» What the exercise asks
Extract every one of the rows below word for word, leaving out the pictures.

-- start --

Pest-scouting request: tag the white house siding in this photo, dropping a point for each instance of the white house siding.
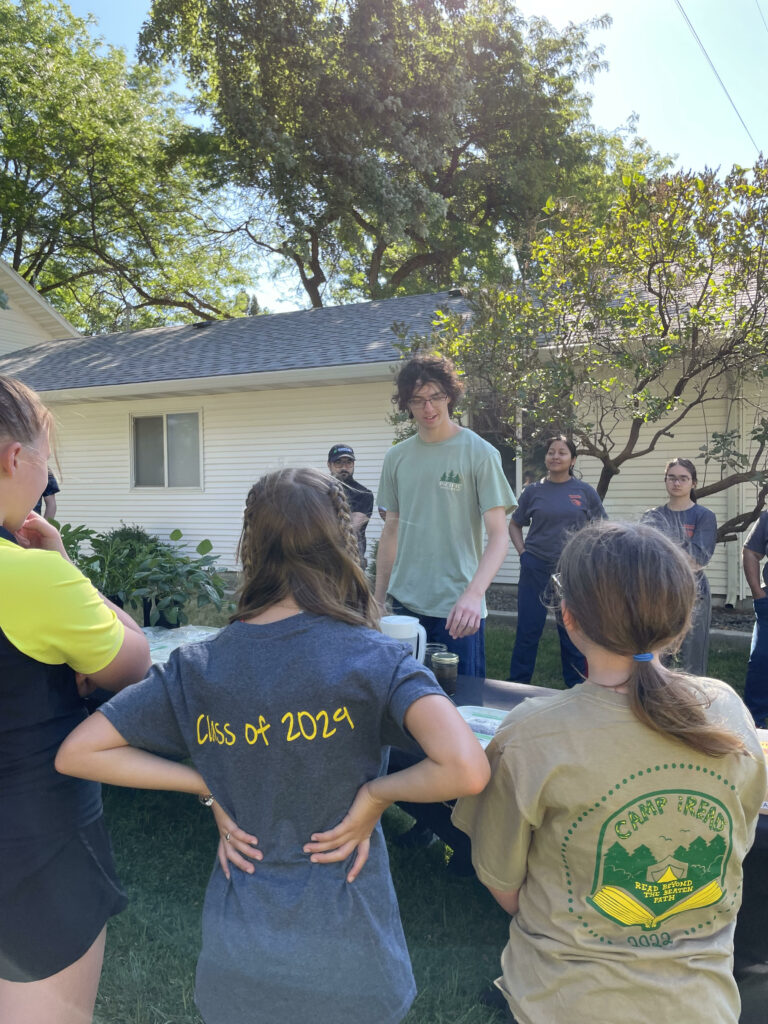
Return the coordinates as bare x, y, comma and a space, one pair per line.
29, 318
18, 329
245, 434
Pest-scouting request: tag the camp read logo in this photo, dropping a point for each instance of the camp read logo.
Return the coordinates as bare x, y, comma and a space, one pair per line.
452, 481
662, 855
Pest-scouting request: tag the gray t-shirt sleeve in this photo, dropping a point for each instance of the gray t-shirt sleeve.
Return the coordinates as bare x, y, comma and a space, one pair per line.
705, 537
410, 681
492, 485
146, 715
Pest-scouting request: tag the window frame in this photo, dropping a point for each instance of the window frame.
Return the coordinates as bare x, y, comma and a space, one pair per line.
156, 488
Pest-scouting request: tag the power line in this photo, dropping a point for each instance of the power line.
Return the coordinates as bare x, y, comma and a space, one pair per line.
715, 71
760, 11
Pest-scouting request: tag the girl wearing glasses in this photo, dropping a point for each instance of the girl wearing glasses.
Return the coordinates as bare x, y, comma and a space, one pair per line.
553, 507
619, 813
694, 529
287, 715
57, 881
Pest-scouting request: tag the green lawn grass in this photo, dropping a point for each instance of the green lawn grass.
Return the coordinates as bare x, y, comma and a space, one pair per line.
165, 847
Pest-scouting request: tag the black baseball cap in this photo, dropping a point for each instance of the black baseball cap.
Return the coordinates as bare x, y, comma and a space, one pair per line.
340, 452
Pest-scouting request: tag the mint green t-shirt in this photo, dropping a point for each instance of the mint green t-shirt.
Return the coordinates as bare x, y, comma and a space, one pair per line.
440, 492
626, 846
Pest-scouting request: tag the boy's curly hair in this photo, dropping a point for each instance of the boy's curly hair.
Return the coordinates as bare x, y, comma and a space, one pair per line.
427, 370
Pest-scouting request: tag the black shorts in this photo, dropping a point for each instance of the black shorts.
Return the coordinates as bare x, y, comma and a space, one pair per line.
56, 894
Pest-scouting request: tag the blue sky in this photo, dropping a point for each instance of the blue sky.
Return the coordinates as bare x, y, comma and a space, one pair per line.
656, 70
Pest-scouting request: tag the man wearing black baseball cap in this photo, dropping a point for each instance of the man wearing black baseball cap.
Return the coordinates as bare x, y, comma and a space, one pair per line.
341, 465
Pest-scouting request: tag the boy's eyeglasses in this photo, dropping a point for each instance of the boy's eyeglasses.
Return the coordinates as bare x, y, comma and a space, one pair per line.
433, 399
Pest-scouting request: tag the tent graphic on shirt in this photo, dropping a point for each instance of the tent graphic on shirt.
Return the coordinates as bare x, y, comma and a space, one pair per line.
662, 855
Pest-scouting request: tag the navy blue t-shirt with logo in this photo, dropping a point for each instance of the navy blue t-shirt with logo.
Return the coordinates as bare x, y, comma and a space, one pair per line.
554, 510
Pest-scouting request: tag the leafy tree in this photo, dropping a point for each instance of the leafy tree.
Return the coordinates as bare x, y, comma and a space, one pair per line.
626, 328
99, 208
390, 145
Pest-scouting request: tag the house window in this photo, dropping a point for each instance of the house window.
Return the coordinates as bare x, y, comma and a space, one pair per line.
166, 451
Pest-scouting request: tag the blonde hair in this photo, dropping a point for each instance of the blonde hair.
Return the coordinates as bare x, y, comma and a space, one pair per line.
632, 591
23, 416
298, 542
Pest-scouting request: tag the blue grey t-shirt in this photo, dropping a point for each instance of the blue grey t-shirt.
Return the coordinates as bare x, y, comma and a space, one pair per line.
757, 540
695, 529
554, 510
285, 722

-- end --

» Written solution
Pest-scouting request: tag the white house siding in this photo, dropping a point for each instance of the white house siding.
Return the coordinates as bare x, y, comma and a space, one pair per line.
29, 318
18, 329
245, 434
Pest-scouting request: tag the camp read logo in this photo, dropping a point for each instance of the camp read logo.
Return the coordinates as bare x, y, comma and a space, one pair per line.
452, 481
662, 855
Pest-scouting request: tag the gray t-shirt sleeve in this photo, dropping a point for each instance of the gray t-shirt sleeve.
Return the coordinates as bare x, y, comma and a space, one pair per line.
705, 537
410, 681
492, 485
146, 715
Pest-scouting request: tag the window frame in this photo, dropping a point for each instance of the window frame.
Return the coordinates as bare x, y, comma and a space, one pair per line.
156, 488
Pest-scouting request: tag the power line in this photo, dropping a point for each instance of the power line.
Return the coordinates as bare x, y, comma and a space, one pair per line.
715, 71
760, 11
Pest-scouting request: tag the girl wearing glasses in this photo, dropping a point for each instance of the girl wearing glasses.
Return the coordinates as bare x, y, comma and a space, one pair per line.
553, 507
619, 813
694, 529
287, 715
57, 881
Pest-scouting request: tag the green lawn grass in this photo, dropping a point for each instance of the green lawn grass.
Return the coordinates as bare x, y, comma and a space, one pair per line.
165, 847
Pest-scouting request: tag the black baseball cap in this photo, dropping a point for each instance of the black baseball cap.
Return the coordinates as bare x, y, comma and a space, one pair per line.
340, 452
Pest-scouting request: tag the mint green t-shirt in this photo, dropping a point for each instance of the mint green t-shirt.
Return the coordinates as bare x, y, comma and a space, one pair per line.
440, 492
626, 846
Pest-scouting request: tag the boy's curly hair in this photo, dropping a point for each instance of the boy's curly hair.
Return the coordinates as bare x, y, comma and a space, one pair per line.
427, 370
Pest-scouting request: tag the black shorts in this photo, dropping a point for each instance of the black shorts.
Return the coordinates as bare x, y, comma and a space, one pair per line.
56, 894
Pest-scouting request: tag the blue sky in this photo, dropping a point for each instance of the blue sky.
Return the coordinates as bare x, y, comma and a space, one pair per line.
656, 70
Pest-scouting request: tag the man wearing black baseball cap in this photo, dropping a point for each instance of the man wearing black baseball cap.
Return the coordinates as bare x, y, comma and a space, one pair per line.
341, 465
Pest-scouting request: tag the boy's eyeglasses in this photo, dropping a point for each instance of the boy's eyeglasses.
Return the coordinates as bare x, y, comma and a space, one pair per line.
433, 399
Pest-scouting request: tag the tent graphic on shirt in this photo, dropping a point for each instance of the tent graphic on shirt.
Return the coordinates as bare x, y, comma and a space, one pair per line.
662, 855
Pest-scouting request: tag the navy blue t-shirt with logo in this photo, dropping a point for each instance of the navy blue t-shirt with logo.
Return the coordinates as bare x, y, comma and a space, one pair per line.
554, 510
Pest-scouting request: tag the leafy tree in this photo, dropping a point for each instance of the leafy tree.
Return the coordinates as bare x, y, comma and a space, one pair per line.
626, 328
99, 208
390, 145
Pest-scouting request: tag the house window in this photo, dropping a point for each instance of the house window.
Return the coordinates as bare x, y, comma and a space, one pair per line.
166, 451
Pest-scouting request: tag the blonde hair in this photo, dropping a point for each instance of the blonde hair.
Return the coordinates as bare x, y, comma and a space, one pair per line.
632, 591
23, 416
298, 542
Pest-scouting request: tag the blue grey t-shirt in this photo, dropping a point for each instance of the blue grey t-shirt.
Return the coordinates as bare x, y, comma and a space, one pair per line.
757, 540
695, 529
554, 510
285, 722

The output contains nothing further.